Rescale the lines from the one containing "Could you point out the rough" through the end of the records, inclusive, repeating each request and multiplying every coordinate in the answers by 1.45, rounded to whole numbers with halves going up. Leave the pictures out of your answer.

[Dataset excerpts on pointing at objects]
==========

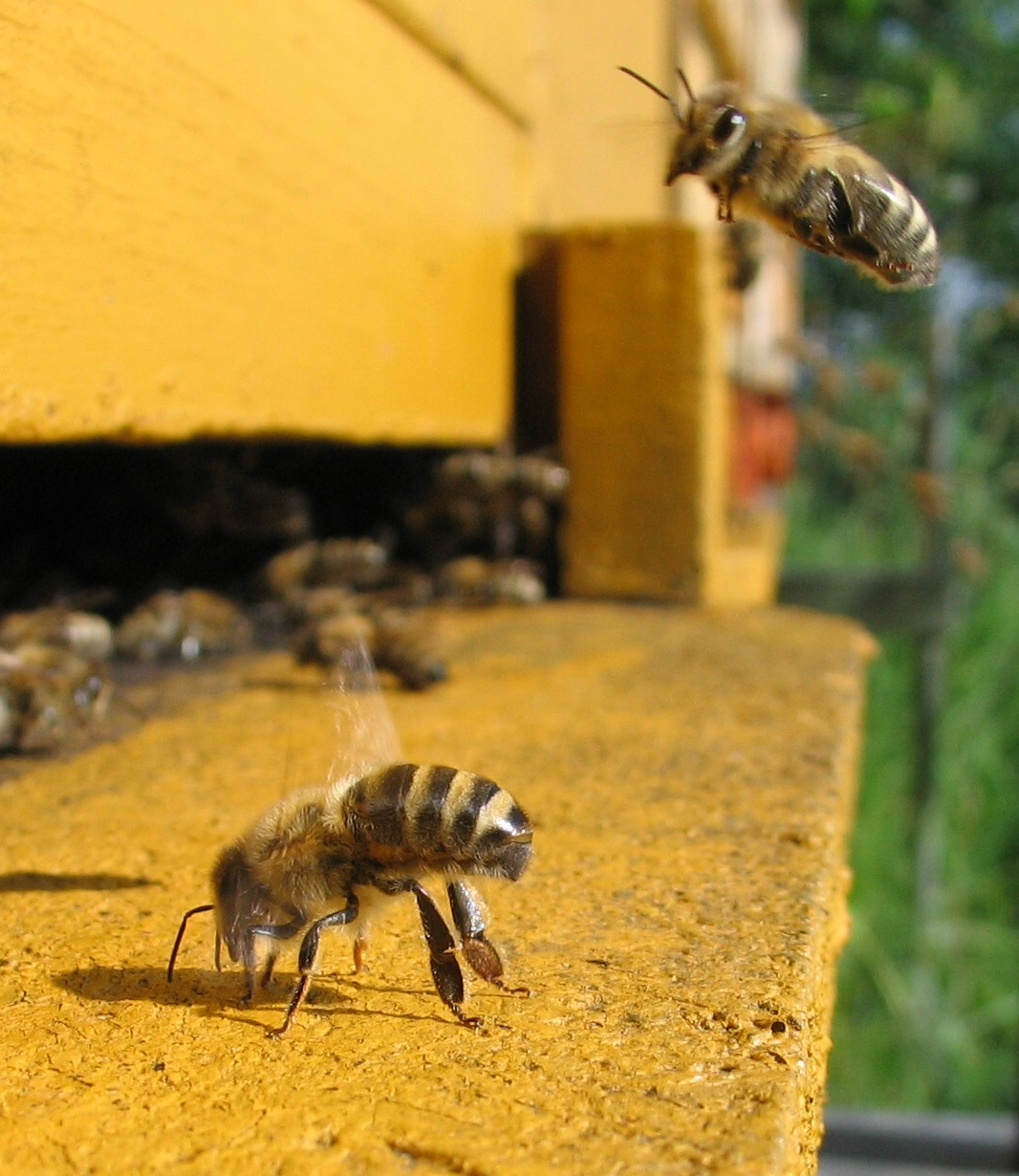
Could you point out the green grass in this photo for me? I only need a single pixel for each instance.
(927, 1013)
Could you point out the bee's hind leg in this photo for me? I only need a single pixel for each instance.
(467, 915)
(442, 950)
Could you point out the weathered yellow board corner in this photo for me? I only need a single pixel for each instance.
(691, 782)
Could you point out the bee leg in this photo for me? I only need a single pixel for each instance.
(442, 947)
(359, 951)
(467, 916)
(267, 970)
(308, 956)
(272, 931)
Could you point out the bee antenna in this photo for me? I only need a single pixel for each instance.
(686, 86)
(676, 110)
(177, 947)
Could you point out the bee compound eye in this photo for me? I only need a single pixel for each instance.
(727, 122)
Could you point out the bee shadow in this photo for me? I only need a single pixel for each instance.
(25, 881)
(221, 993)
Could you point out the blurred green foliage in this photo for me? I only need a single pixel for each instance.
(910, 456)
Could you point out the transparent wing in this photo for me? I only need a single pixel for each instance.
(367, 734)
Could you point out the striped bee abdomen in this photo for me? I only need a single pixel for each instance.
(440, 817)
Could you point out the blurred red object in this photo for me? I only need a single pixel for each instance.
(764, 435)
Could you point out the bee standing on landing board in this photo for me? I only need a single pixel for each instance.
(327, 857)
(781, 163)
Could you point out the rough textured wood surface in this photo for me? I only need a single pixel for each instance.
(691, 781)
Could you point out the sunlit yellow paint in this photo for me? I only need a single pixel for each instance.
(249, 218)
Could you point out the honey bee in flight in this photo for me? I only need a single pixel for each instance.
(329, 857)
(781, 163)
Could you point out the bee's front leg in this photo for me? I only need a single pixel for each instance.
(725, 193)
(467, 916)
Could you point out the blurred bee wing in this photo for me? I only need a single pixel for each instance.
(367, 734)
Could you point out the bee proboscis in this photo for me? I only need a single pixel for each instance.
(782, 163)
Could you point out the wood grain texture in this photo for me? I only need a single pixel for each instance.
(249, 219)
(691, 781)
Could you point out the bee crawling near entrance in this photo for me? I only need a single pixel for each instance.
(781, 163)
(324, 858)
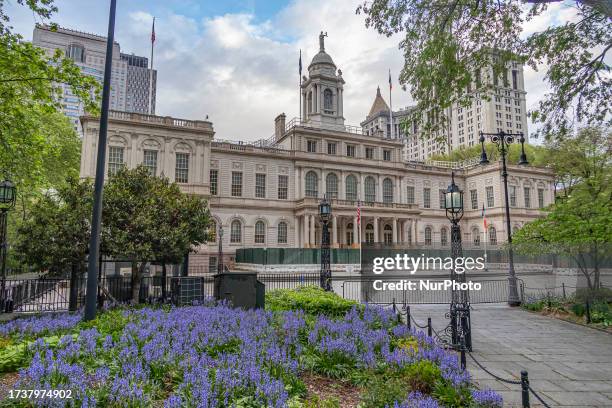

==========

Task result:
Could you point out the rough textured wood surface in this photo for me? I only need a single pixel for each instance.
(1002, 1132)
Could you point out the sunlit yellow paint in this photo for me? I only need a single pixel for each instance.
(361, 316)
Could you point out the honey bee in flight in this photo for me? I only need a single pixel for each instance.
(477, 1243)
(1132, 236)
Could you point out the bee's front leg in this photo for me? I only need a single pixel for each instance.
(1051, 280)
(677, 1328)
Could you point out the blurred bee wing in this photo for me? I only need a single pixel for each instance.
(532, 1064)
Could you point out the bee proboscis in this photo for me? I only need a single pixel for each instance.
(1134, 236)
Could you point out the wood grain texture in this photo for me? I only need a single pixel for each instance.
(361, 318)
(1002, 1132)
Could you point out the bee crawling near entrance in this photo for me? I only need a single pixel for each instance.
(1132, 236)
(470, 1244)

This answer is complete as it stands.